◆ Page excerpt

November 23, 2001 12:05 AM
Rocky needs overtime
for winning Sigel debut
By Marc Nesseler, sports editor Decades from now, Thom Sigel will be asked about his
first game as the head coach of the Rock Island boys' basketball team. He should be able
to remember that it was an overtime victory.
``That's time-and-a-half overtime, right?'' said Sigel, probably in reference to his
team needing an extra four-minute period to defeat Chicago Carver 52-48, but possibly
because it also came on Thursday's Thanksgiving Day, an extra-pay day for many employers.
The thing about holiday tournaments such as the one Rock Island is hosting is that
another playday comes right away. There is little chance for the Rocks to relish Sigel's
first Rocky win as they return tonight at 7:30 to face Chicago Bogan, a narrow 80-76 loser
to Chicago Dunbar in Thursday's opener.
On Saturday, the last day of the tourney, the Rocks take on Dunbar after a Bogan-Carver
opener.
The opener for Sigel, who replaced retired Hall of Famer Duncan Reid, the Rocks' coach
for the past 21 years, was hardly easy work. The biggest point differential vs. Carver was
five, with the Challengers holding a 32-27 lead after an eight-point run late in the
second quarter and the Rocks being up 51-46 with 36 seconds left in OT.
``I'm proud of our guys. We have opportunities to fold, and the guys who made mistakes
earlier stepped up when we needed them,'' Sigel said.

Rows from a dataset
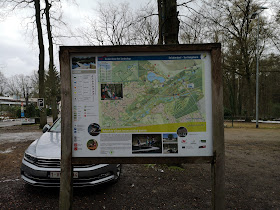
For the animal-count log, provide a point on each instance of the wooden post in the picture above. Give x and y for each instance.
(66, 182)
(218, 164)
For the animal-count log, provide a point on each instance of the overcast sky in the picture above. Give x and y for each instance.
(19, 52)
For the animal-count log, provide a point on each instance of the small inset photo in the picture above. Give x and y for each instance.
(182, 132)
(111, 91)
(146, 143)
(83, 62)
(170, 148)
(92, 144)
(94, 129)
(170, 137)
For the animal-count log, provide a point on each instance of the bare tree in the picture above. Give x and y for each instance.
(2, 83)
(168, 22)
(146, 25)
(113, 25)
(51, 73)
(41, 71)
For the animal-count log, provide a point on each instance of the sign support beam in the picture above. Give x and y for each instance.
(218, 163)
(66, 178)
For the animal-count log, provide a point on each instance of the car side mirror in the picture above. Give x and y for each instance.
(46, 128)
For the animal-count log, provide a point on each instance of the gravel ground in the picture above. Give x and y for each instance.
(252, 178)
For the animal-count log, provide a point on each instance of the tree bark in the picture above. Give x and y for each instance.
(51, 63)
(168, 22)
(41, 71)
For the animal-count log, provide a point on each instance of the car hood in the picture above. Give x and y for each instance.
(49, 145)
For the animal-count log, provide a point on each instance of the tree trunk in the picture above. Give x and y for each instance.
(43, 115)
(51, 64)
(168, 22)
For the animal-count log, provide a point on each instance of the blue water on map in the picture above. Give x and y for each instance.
(152, 76)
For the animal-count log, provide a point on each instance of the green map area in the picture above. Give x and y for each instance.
(155, 92)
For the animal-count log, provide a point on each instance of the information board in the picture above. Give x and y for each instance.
(134, 105)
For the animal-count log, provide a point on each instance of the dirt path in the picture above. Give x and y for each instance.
(252, 180)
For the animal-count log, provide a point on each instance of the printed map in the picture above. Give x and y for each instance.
(155, 92)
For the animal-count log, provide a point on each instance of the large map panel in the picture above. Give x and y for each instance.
(158, 93)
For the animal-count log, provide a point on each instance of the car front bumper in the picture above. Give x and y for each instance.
(87, 176)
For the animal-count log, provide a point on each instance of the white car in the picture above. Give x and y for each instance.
(41, 163)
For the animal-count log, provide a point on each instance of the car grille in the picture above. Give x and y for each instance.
(51, 163)
(47, 163)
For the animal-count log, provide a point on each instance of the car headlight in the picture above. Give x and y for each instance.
(30, 158)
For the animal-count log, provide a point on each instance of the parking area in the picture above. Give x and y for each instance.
(252, 177)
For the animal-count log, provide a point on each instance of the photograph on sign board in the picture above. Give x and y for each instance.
(94, 129)
(92, 144)
(111, 91)
(82, 62)
(182, 132)
(170, 148)
(146, 143)
(170, 137)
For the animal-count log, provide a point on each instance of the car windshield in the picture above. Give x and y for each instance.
(56, 126)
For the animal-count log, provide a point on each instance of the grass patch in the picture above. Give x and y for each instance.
(228, 124)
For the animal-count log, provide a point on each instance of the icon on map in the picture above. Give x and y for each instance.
(182, 132)
(92, 144)
(94, 129)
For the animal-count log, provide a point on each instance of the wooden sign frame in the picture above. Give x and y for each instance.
(217, 160)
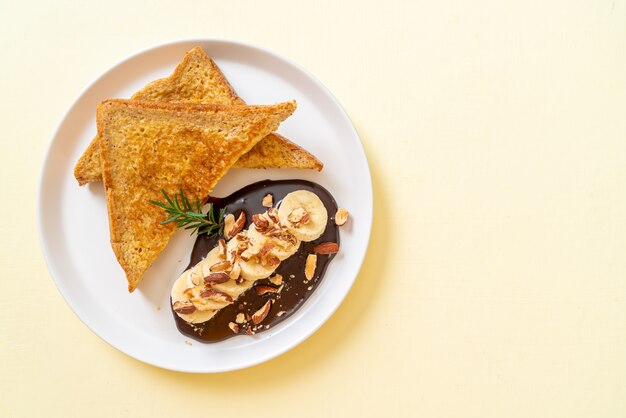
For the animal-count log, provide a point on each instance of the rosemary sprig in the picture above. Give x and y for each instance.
(186, 216)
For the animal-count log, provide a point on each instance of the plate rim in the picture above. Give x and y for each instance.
(45, 160)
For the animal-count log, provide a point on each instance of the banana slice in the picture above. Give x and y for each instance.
(283, 249)
(197, 273)
(250, 270)
(304, 214)
(178, 295)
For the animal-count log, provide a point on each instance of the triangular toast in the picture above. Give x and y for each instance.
(146, 147)
(197, 79)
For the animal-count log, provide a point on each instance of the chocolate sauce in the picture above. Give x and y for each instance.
(296, 289)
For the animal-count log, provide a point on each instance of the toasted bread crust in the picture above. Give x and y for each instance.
(197, 79)
(148, 146)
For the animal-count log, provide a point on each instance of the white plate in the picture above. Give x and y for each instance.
(74, 230)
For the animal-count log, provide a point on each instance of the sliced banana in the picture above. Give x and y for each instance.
(250, 270)
(303, 203)
(198, 272)
(178, 295)
(283, 249)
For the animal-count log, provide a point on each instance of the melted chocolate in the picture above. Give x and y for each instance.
(296, 289)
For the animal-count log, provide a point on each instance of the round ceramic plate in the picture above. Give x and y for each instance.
(74, 229)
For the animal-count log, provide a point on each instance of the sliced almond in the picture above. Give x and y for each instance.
(217, 296)
(310, 265)
(260, 223)
(271, 261)
(222, 247)
(261, 314)
(264, 289)
(268, 201)
(215, 278)
(341, 217)
(184, 308)
(239, 224)
(235, 272)
(224, 266)
(297, 215)
(276, 279)
(231, 226)
(229, 223)
(327, 248)
(272, 213)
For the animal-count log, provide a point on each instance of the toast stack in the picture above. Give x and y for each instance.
(180, 133)
(198, 80)
(147, 147)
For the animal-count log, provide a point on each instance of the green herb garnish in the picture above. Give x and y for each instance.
(186, 216)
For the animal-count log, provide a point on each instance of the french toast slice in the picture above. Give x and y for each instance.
(197, 79)
(147, 147)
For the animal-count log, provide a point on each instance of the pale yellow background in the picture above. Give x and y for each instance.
(495, 282)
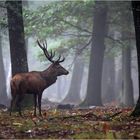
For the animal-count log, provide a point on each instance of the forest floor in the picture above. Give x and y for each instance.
(96, 123)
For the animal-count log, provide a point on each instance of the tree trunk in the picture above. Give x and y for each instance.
(73, 96)
(16, 37)
(136, 15)
(17, 41)
(93, 96)
(128, 99)
(127, 91)
(108, 79)
(3, 93)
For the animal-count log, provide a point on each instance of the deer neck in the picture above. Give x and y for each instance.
(49, 76)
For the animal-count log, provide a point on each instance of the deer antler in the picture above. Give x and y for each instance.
(51, 55)
(44, 48)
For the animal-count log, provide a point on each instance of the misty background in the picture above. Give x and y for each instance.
(73, 29)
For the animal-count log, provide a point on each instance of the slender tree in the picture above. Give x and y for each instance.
(127, 91)
(73, 96)
(93, 96)
(136, 15)
(3, 94)
(17, 40)
(16, 37)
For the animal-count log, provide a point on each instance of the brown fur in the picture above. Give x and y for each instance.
(34, 83)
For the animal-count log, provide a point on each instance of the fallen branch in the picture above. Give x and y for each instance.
(112, 116)
(74, 116)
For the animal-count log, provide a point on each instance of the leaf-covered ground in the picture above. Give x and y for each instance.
(99, 122)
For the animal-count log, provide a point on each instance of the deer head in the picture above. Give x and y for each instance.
(55, 67)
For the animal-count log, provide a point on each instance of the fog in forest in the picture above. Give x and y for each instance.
(97, 40)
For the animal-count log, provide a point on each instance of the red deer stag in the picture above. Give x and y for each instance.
(35, 82)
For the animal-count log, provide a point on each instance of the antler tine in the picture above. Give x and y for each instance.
(62, 60)
(44, 48)
(59, 58)
(39, 44)
(59, 61)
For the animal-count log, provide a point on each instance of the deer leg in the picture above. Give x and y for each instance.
(12, 103)
(18, 104)
(35, 103)
(39, 103)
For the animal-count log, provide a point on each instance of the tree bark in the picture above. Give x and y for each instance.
(16, 37)
(73, 96)
(3, 93)
(128, 99)
(136, 15)
(17, 42)
(108, 79)
(93, 96)
(127, 91)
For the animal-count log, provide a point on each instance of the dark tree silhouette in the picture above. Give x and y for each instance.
(17, 40)
(97, 54)
(136, 15)
(16, 37)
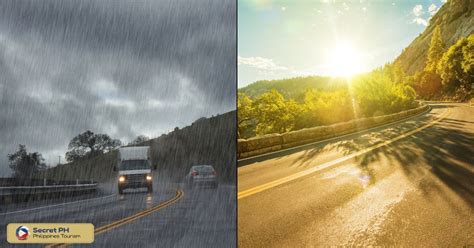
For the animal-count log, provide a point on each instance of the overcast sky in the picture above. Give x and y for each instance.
(300, 38)
(118, 67)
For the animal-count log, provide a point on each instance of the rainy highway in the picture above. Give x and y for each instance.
(172, 216)
(407, 184)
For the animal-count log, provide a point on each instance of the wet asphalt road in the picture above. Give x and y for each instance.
(417, 191)
(202, 217)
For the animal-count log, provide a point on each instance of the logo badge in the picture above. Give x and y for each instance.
(22, 233)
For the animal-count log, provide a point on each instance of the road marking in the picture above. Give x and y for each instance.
(272, 184)
(115, 224)
(56, 205)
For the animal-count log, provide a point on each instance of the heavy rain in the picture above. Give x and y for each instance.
(86, 86)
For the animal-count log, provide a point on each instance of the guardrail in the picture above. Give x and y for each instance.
(252, 147)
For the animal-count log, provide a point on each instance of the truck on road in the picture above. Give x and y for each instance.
(134, 168)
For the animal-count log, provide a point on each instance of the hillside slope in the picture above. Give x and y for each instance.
(456, 20)
(206, 141)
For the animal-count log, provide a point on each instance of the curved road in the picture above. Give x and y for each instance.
(408, 184)
(199, 217)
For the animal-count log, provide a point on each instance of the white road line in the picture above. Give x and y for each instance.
(56, 205)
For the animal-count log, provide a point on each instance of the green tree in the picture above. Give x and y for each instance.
(456, 65)
(244, 113)
(274, 114)
(435, 51)
(89, 144)
(24, 164)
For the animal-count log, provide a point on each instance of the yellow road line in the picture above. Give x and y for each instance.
(269, 185)
(108, 227)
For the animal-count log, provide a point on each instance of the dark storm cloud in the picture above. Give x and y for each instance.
(118, 67)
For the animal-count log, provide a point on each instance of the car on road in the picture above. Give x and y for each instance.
(201, 175)
(134, 168)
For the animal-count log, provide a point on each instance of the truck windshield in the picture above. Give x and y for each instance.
(134, 165)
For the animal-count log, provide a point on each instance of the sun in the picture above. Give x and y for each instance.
(344, 60)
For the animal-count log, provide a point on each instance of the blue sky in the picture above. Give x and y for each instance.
(283, 39)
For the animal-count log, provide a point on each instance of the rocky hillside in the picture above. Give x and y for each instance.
(456, 20)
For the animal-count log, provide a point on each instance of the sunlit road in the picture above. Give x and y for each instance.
(201, 217)
(406, 190)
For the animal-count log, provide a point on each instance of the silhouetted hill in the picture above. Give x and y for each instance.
(455, 19)
(206, 141)
(294, 88)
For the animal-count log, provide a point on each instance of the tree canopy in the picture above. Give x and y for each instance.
(89, 144)
(25, 164)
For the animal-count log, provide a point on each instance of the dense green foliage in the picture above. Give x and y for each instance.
(382, 91)
(451, 73)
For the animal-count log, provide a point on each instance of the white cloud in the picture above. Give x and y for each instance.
(420, 21)
(345, 6)
(432, 9)
(418, 10)
(260, 63)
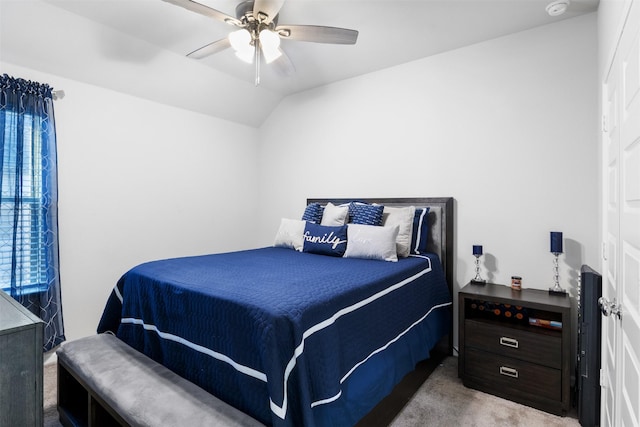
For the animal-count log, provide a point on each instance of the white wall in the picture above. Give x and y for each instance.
(140, 181)
(507, 127)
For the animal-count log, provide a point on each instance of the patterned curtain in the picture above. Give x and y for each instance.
(29, 202)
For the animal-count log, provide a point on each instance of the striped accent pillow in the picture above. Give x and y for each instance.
(313, 213)
(364, 213)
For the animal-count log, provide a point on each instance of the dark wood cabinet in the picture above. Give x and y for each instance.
(516, 344)
(20, 365)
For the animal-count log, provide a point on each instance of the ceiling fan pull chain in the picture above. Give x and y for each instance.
(257, 59)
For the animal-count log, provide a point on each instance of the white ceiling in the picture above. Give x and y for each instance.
(105, 41)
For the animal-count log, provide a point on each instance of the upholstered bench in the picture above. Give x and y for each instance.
(103, 381)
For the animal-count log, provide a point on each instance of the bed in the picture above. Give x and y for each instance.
(296, 337)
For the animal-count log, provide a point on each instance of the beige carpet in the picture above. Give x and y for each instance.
(442, 401)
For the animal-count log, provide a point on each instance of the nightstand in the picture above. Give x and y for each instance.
(516, 345)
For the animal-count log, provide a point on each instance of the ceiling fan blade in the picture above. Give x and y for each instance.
(268, 8)
(210, 49)
(317, 34)
(206, 11)
(283, 64)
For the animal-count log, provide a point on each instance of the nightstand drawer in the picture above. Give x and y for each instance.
(512, 376)
(539, 348)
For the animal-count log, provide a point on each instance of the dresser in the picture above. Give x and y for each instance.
(516, 344)
(20, 365)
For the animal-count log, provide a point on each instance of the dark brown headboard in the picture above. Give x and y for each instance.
(440, 223)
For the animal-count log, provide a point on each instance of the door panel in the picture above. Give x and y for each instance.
(621, 151)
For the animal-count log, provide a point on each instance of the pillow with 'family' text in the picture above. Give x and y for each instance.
(324, 239)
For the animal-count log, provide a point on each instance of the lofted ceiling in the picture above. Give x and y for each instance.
(139, 46)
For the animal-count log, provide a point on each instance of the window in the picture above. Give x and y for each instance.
(22, 210)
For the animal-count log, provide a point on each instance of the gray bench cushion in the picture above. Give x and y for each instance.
(140, 390)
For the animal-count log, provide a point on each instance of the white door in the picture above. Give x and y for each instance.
(621, 280)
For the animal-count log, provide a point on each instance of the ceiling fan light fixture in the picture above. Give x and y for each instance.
(270, 42)
(241, 42)
(557, 8)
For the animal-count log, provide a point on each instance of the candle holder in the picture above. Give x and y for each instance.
(556, 289)
(477, 252)
(556, 250)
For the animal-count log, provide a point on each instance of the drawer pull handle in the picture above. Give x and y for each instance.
(509, 342)
(509, 372)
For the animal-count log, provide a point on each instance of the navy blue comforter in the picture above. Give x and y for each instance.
(290, 338)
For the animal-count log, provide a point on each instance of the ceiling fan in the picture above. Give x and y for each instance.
(258, 33)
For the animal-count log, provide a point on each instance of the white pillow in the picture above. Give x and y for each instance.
(403, 218)
(335, 215)
(371, 242)
(290, 234)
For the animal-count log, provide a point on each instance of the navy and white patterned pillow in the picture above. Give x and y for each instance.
(366, 214)
(325, 239)
(420, 234)
(313, 213)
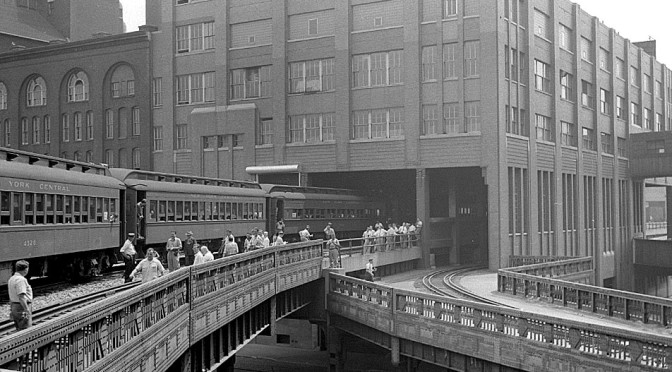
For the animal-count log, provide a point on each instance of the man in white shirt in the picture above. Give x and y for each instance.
(21, 297)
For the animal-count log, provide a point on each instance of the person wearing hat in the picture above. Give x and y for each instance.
(190, 247)
(128, 253)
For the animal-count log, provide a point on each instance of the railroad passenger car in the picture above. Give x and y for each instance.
(349, 211)
(206, 206)
(61, 215)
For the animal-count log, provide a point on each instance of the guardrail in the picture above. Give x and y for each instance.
(539, 341)
(583, 297)
(153, 324)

◆ Tasks to complete
- A) Answer these questions about the basketball article:
(i) What was the final score of Rock Island's game against Chicago Carver?
(ii) Whom did Sigel replace as coach, and for how many years had that coach led the Rocks?
(iii) Which team do the Rocks play on Saturday, the last day of the tourney?
- B) Write a continuation of the article on Rock Island's overtime win, starting after its last sentence.

◆ Results for the exercise
- A)
(i) Rock Island won 52-48 in overtime.
(ii) He replaced retired Hall of Famer Duncan Reid, who had coached the Rocks for the past 21 years.
(iii) They play Dunbar.

- B)
That was in reference to the end of regulation, when the Rocks wasted their last 15
seconds without a shot attempt with the score tied at 44. Cortez Hunter, in his first game
at point guard, dribbled in the backcourt, and his pass to Howard Davis with a second left
resulted in an aimlessly long, over-the-back heave.
It was Hunter and Davis, though, who keyed the OT dominance, scoring six of the Rocks'
eight points.
``I was confused,'' Hunter, a junior, said of the last-play setup. ``I'm not really a
point guard. But what helped is what the coach had put us through in practice. He preached
that when it's crunch time, we work as a team. We came back as a team.''
Hunter was filling in at the point because of a football injury to senior returner
Munchie Muskeyvalley (who may be back next week) and a five-game suspension by another
senior starting guard, Mike Brozovich.
As for Davis, he says he went into OT with the mindset of regaining momentum for the
Rocks.
``One play couldn't change that game,'' Davis, a sophomore who finished with 10 points,
said of the regulation finale. ``I wanted to turn that frustration into something good.''
To get to OT, the Rocks relied heavily of senior David Wilson, who scored 11 of his
game-high 19 points in the second quarter. Much of the game, Wilson had a supporting cast
of two sophomores (Davis and Marcus McQueen) and a freshman -- Jeff Banks, filling in when
Hunter absorbed three fouls.
Carver got 21 points from driving point guard Marcus Adams. However, he fouled out with
1:24 left in regulation. Only three other Challengers scored points.
``I've been excited to get out and play,'' Sigel said of his anticipation of his debut
with the Rocks. ``I didn't know what to expect out of my team, what with no point-guard
experience and no scouting report on Carver.''
Huge second lifts Dunbar: Chicago Dunbar outscored Bogan 31-15 in the second
quarter, and the Mightymen needed all of that to fend off the Bengals. Bogan outscored
Dunbar by eight in the other three quarters.
Bogan also had the player with the hottest hand. Sophomore Aramis Brown tallied 33
points. However, Dunbar had the better balance, with four Mightymen reaching double
figures -- Terrence Foster with 21, Tory Mahone with 19, David Tyler with 18 and the
tallest player in the tournament, 6-foot-9 Aaron Spears, with 16.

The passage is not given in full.